§ **TRABALHO PEDIDO**:
A) Responda com base no relato sobre as gêmeas:
(i) Em que data nasceram Carola e a irmã?
(ii) Que curso a irmã de Carola escolheu para seguir carreira em Marketing?
(iii) Em que universidade Carola fazia mestrado em Letras?
B) Copie do relato sobre as gêmeas o trecho que começa em "Carola se formou" e termina em "força de expressão.".

Carola e eu nascemos numa madrugada de lua cheia de 11 de setembro do ano de 76. Minha mãe e meu pai se casaram, mas se separam em pouco tempo. Logo após a separação, aceitou uma proposta para trabalhar no Rio de Janeiro. Carola cresceu tímida e introvertida, mas profundamente inteligente. Coube a mim o papel de “relações – públicas” da dupla desde cedo. Todos nossos amigos na infância eram primeiro “filtrados”por mim e, se “aprovados”, se tornavam amigos “das gêmeas”. Essa dinâmica perdurou até a adolescência, quando Carola se libertou um pouco da sua timidez e quis escolher ela própria seus amigos.
Carola também tinha uma inclinação claramente intelectual. Lia muito desde a pré-adolescência. E escrevia muito bem também. Aquele era o “território” dela: ela era a gêmea intelectual. Eu tinha um perfil mais artístico – fiz teatro, fui assistente de uma pintora – e comunicativo. Cuidávamos emocionalmente uma da outra até o fim: brigávamos com meus pais caso a outra sofresse alguma “injustiça”, éramos capaz de nos meter nos affairs uma da outra caso o candidato começasse a decepcionar e qualquer briga da minha irmã em que ela precisasse de mim, ela sabia que me teria como aliada. E vice-versa. Nos defendemos, protegemos e amamos desde o começo até o fim.
Carola se formou como psicanalista e tinha como hobby a escrita; alimentou por quase 4 anos dois blogues. Eu fiz uma escolha mais “racional” por Administração de Empresas para uma carreira em Marketing. Naquela dinâmica de “dupla”, a Carola era a intelectual e eu quem trazia a “estabilidade” e, portanto, nada mais lógico que optar por uma carreira mais “estável” também. Carola já desde a adolescência demonstrava uma personalidade extremamente sensível, introvertida e muitas vezes temperamental. Muitas das frases de Elena me lembraram as coisas que minha irmã me dizia sobre ela mesma. Ela mantinha um blog de poesias e contos e, além da psicanálise, estava fazendo mestrado em Letras na Unicamp. Durante os 32 anos das nossas vidas, houve períodos que moramos juntas, depois separadas – ela se casou uma época – mas sempre nos falávamos todos os dias. Não é força de expressão.

§ **DADOS FORNECIDOS**:
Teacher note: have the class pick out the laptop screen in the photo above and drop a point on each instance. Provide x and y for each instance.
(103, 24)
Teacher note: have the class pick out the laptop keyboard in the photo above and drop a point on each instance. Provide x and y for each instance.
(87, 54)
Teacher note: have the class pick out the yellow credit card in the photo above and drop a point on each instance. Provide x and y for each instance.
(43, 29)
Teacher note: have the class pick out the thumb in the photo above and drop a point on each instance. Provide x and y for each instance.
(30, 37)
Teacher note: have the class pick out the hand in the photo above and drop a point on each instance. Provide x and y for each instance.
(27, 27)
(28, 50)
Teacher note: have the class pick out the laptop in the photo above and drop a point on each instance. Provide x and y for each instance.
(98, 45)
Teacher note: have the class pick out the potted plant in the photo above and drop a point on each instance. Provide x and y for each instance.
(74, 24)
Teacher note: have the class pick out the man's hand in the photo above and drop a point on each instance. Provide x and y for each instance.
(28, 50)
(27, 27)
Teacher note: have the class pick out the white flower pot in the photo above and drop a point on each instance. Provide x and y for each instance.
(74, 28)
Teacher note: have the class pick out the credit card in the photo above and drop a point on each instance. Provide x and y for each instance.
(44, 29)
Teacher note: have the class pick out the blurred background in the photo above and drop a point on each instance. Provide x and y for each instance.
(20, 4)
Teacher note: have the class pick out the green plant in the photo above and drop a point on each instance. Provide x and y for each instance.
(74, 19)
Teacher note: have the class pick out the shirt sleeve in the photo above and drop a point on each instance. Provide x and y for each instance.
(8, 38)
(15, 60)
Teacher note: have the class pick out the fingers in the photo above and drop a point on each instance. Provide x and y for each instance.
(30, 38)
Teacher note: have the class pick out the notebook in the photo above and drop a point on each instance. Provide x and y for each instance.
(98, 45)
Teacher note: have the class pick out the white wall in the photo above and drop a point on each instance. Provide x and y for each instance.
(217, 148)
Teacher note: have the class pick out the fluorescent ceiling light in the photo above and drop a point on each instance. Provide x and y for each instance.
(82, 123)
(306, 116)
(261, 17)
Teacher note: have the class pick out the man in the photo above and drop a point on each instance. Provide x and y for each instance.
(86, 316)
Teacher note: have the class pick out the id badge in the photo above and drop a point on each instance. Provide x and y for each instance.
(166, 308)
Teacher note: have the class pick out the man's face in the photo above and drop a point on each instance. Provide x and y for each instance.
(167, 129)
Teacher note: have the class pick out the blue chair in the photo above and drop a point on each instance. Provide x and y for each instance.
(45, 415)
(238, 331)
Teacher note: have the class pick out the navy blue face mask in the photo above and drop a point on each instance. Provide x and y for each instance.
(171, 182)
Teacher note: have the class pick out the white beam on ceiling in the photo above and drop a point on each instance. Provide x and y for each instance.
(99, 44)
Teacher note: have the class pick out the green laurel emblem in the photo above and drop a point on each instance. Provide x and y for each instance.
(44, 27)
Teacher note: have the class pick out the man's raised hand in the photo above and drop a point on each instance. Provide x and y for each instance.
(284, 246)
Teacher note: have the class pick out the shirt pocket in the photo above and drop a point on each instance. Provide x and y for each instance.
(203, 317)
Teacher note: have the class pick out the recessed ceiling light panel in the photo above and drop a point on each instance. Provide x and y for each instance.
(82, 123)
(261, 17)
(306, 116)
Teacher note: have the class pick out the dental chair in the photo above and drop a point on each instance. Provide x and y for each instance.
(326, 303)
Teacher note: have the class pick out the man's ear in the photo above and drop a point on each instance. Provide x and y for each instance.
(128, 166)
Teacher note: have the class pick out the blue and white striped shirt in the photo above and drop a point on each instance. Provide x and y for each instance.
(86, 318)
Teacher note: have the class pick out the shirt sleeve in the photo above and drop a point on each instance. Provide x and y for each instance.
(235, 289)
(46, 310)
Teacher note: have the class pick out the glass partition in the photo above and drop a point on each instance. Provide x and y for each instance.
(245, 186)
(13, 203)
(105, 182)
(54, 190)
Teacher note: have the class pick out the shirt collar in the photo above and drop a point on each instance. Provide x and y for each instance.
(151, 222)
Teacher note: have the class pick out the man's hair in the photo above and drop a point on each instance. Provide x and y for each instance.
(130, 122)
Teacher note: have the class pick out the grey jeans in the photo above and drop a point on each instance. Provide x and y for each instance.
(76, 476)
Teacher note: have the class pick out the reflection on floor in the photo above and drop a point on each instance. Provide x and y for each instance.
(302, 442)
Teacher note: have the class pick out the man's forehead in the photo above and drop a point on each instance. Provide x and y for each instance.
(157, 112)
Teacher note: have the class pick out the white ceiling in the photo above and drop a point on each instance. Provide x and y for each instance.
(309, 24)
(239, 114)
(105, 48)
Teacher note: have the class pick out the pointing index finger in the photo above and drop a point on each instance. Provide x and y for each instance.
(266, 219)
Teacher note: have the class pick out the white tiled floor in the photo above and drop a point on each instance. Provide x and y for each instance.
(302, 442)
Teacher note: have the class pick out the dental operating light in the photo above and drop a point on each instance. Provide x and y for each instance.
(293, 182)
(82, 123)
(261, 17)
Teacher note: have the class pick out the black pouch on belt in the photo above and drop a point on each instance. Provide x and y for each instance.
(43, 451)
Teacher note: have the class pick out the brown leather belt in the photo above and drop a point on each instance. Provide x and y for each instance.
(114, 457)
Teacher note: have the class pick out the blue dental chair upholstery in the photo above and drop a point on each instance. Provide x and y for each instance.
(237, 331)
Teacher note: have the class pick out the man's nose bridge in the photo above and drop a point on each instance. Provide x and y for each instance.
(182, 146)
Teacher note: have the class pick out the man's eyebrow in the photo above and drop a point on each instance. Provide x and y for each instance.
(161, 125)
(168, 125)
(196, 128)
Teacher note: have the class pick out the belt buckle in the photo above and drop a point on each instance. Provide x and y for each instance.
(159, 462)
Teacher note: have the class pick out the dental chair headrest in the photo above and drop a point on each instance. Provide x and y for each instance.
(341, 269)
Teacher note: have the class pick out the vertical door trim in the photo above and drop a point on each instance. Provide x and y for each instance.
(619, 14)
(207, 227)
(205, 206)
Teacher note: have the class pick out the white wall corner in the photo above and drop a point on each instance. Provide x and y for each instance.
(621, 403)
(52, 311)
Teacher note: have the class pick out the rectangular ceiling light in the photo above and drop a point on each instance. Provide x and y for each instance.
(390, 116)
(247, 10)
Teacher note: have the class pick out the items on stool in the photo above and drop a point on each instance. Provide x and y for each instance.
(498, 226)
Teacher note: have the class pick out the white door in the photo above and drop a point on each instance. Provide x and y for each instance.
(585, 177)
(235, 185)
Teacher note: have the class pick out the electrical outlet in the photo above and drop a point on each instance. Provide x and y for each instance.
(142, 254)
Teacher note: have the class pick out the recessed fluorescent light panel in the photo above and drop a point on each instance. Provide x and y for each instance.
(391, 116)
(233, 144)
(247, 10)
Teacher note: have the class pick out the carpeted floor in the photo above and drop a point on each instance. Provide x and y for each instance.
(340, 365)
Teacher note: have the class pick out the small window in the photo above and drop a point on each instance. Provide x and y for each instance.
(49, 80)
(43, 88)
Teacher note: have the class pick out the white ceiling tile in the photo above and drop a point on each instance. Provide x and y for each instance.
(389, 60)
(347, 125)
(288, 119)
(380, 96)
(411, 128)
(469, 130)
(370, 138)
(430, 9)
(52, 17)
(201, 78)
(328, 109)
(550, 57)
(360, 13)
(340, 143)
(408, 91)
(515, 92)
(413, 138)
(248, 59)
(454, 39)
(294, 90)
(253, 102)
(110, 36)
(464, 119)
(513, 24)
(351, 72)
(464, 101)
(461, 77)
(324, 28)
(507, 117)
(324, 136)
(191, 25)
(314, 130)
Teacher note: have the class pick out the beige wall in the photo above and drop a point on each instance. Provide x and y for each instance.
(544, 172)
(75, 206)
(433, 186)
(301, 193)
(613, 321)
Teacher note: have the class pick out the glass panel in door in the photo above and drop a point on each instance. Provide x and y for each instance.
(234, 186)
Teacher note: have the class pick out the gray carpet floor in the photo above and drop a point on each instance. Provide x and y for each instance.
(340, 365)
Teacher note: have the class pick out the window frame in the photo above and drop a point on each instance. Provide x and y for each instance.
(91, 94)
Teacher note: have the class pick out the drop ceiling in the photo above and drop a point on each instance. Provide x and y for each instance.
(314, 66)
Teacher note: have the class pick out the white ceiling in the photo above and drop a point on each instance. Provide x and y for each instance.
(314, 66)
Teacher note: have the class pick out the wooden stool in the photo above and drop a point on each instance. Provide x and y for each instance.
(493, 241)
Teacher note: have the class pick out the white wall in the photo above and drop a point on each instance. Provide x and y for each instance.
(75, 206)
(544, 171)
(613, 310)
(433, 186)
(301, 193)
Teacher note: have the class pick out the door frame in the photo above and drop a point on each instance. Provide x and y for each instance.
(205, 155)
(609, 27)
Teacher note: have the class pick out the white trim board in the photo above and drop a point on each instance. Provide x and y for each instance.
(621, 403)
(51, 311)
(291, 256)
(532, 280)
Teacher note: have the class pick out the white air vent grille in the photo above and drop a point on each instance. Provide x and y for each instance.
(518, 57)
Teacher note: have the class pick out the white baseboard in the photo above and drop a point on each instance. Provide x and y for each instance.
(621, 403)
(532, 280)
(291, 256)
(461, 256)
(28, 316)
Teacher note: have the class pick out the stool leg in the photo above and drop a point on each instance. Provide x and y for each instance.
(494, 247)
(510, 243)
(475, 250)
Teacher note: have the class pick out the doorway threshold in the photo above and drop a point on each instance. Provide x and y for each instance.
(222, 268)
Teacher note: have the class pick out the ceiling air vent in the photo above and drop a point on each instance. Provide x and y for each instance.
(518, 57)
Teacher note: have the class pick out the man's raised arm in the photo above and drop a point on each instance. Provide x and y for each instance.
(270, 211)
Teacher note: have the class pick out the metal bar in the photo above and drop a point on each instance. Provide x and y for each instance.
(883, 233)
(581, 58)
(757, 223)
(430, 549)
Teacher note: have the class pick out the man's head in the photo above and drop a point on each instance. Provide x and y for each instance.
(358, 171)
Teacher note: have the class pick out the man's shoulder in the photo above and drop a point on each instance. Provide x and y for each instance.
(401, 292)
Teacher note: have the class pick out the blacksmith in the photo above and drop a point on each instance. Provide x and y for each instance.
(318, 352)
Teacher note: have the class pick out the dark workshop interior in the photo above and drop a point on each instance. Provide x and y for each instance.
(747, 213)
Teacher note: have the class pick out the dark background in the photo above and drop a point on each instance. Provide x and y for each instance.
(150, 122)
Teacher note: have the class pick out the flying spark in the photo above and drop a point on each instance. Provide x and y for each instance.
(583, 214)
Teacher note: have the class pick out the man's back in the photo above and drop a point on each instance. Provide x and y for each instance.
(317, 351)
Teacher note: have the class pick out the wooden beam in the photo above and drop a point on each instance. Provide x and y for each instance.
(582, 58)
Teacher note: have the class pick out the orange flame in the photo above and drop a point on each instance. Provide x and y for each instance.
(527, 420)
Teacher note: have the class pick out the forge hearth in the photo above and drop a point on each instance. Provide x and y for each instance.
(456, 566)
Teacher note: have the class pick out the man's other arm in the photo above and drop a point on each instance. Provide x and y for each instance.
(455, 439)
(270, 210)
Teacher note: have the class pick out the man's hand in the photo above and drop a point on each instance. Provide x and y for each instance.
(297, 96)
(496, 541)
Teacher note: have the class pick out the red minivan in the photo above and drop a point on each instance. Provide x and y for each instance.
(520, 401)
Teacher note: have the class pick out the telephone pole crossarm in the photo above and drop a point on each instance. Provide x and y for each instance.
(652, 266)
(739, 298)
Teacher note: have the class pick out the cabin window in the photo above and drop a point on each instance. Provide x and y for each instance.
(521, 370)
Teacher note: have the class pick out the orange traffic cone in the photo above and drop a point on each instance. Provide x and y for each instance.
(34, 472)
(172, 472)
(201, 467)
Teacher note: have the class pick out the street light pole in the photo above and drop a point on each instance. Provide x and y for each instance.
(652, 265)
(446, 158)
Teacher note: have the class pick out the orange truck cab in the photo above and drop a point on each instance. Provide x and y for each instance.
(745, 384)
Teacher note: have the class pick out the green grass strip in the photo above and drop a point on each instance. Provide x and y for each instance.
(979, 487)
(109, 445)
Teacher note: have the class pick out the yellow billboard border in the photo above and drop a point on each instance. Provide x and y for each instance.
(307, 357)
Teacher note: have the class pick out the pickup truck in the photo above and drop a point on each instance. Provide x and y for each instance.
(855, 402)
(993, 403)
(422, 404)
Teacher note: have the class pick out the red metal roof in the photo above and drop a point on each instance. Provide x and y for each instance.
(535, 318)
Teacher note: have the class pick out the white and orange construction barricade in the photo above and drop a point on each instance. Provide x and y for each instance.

§ **RESPOSTAS**:
A)
(i) Numa madrugada de lua cheia, em 11 de setembro de 76.
(ii) Administração de Empresas.
(iii) Na Unicamp.

B)
Carola se formou como psicanalista e tinha como hobby a escrita; alimentou por quase 4 anos dois blogues. Eu fiz uma escolha mais “racional” por Administração de Empresas para uma carreira em Marketing. Naquela dinâmica de “dupla”, a Carola era a intelectual e eu quem trazia a “estabilidade” e, portanto, nada mais lógico que optar por uma carreira mais “estável” também. Carola já desde a adolescência demonstrava uma personalidade extremamente sensível, introvertida e muitas vezes temperamental. Muitas das frases de Elena me lembraram as coisas que minha irmã me dizia sobre ela mesma. Ela mantinha um blog de poesias e contos e, além da psicanálise, estava fazendo mestrado em Letras na Unicamp. Durante os 32 anos das nossas vidas, houve períodos que moramos juntas, depois separadas – ela se casou uma época – mas sempre nos falávamos todos os dias. Não é força de expressão.